Objective: Each of the entries should be retyped precisely as it appears.

Available data:
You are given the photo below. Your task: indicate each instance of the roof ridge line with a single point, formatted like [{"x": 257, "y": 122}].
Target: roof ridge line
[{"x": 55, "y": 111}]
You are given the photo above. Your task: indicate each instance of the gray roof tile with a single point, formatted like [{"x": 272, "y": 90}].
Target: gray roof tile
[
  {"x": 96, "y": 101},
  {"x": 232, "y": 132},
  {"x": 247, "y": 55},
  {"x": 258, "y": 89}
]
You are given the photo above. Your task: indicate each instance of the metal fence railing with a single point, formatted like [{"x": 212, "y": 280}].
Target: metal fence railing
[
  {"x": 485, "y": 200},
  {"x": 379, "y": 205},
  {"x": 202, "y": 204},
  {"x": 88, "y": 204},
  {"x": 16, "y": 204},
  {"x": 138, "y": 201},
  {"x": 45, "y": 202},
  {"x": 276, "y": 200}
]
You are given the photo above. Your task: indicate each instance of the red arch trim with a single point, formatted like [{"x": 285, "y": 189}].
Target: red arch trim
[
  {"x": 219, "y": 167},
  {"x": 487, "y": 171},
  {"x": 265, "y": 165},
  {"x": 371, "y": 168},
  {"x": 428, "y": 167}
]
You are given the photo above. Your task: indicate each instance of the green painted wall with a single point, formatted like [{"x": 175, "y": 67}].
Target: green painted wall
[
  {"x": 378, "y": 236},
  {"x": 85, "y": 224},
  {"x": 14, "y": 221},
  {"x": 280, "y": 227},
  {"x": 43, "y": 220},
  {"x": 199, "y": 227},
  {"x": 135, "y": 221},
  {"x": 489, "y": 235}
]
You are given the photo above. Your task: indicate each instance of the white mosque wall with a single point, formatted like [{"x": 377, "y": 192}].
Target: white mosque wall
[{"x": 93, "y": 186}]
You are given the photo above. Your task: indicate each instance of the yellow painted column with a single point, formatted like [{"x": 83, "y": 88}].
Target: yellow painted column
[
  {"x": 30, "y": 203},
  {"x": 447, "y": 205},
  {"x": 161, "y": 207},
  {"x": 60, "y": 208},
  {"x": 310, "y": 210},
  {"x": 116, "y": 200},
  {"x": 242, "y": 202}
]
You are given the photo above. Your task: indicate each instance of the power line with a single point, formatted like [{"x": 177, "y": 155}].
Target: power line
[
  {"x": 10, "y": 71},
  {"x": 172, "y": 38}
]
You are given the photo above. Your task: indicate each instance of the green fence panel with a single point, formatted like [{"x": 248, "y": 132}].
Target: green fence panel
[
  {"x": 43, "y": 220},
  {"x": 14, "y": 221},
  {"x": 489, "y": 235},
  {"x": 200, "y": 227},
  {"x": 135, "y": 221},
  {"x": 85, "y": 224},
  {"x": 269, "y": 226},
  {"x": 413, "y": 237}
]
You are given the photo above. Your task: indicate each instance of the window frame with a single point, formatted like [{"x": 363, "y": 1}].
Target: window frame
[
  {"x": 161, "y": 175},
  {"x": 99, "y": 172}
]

Finished answer:
You are given the photo below. Your task: indicate each instance of the roof ridge line with a single point, formatted like [{"x": 257, "y": 122}].
Target: roof ridge line
[{"x": 55, "y": 111}]
You are given the photo above. Your task: indicate each instance of the gray roof tile with a single point, formatted like [{"x": 272, "y": 90}].
Target: gray roof tile
[
  {"x": 96, "y": 101},
  {"x": 232, "y": 132},
  {"x": 247, "y": 55},
  {"x": 258, "y": 89}
]
You are given the photo above. Your task: indicate each instance of the metal fence railing with a single point, formatted like [{"x": 212, "y": 280}].
Target: metal fence railing
[
  {"x": 485, "y": 200},
  {"x": 379, "y": 205},
  {"x": 202, "y": 204},
  {"x": 88, "y": 204},
  {"x": 16, "y": 204},
  {"x": 138, "y": 201},
  {"x": 45, "y": 202},
  {"x": 276, "y": 200}
]
You are given the photo above. Your task: indicate each instance of the red arch trim with a single point, formatted like [{"x": 285, "y": 189}].
Target: red arch trim
[
  {"x": 219, "y": 167},
  {"x": 487, "y": 171},
  {"x": 265, "y": 165},
  {"x": 371, "y": 168},
  {"x": 428, "y": 167}
]
You are given the photo above. Your task: indicate each instance of the green painted wall with a single point, formatted like [{"x": 175, "y": 67}].
Target: green painted wall
[
  {"x": 378, "y": 236},
  {"x": 85, "y": 224},
  {"x": 14, "y": 221},
  {"x": 280, "y": 227},
  {"x": 43, "y": 220},
  {"x": 199, "y": 227},
  {"x": 135, "y": 221},
  {"x": 489, "y": 235}
]
You are given the photo above. Your task: indicate each instance of the white mosque wall with a single point, formatted like [{"x": 377, "y": 192}].
Target: white mosque wall
[{"x": 93, "y": 186}]
You are given the photo above. Your task: indicate each instance of the yellow painted column with a single point, formatted like [{"x": 83, "y": 88}].
Target: yellow painted column
[
  {"x": 30, "y": 203},
  {"x": 447, "y": 205},
  {"x": 161, "y": 207},
  {"x": 60, "y": 208},
  {"x": 310, "y": 210},
  {"x": 116, "y": 200},
  {"x": 242, "y": 202}
]
You are given the photo above. Your task: indicate each instance of the power line with a single point, formatted like [{"x": 177, "y": 155}].
Target: power line
[
  {"x": 10, "y": 71},
  {"x": 172, "y": 38}
]
You are given the photo above. Your task: indicate each instance of the green fence panel with a single point, formatted like [{"x": 248, "y": 132}].
Target: green fence panel
[
  {"x": 43, "y": 220},
  {"x": 14, "y": 221},
  {"x": 489, "y": 235},
  {"x": 200, "y": 227},
  {"x": 135, "y": 221},
  {"x": 85, "y": 224},
  {"x": 269, "y": 226},
  {"x": 413, "y": 237}
]
You are given the photo above. Your task: indicate each instance of the window frame with a single point, formatted like [{"x": 363, "y": 1}].
Target: window frame
[
  {"x": 161, "y": 175},
  {"x": 99, "y": 172}
]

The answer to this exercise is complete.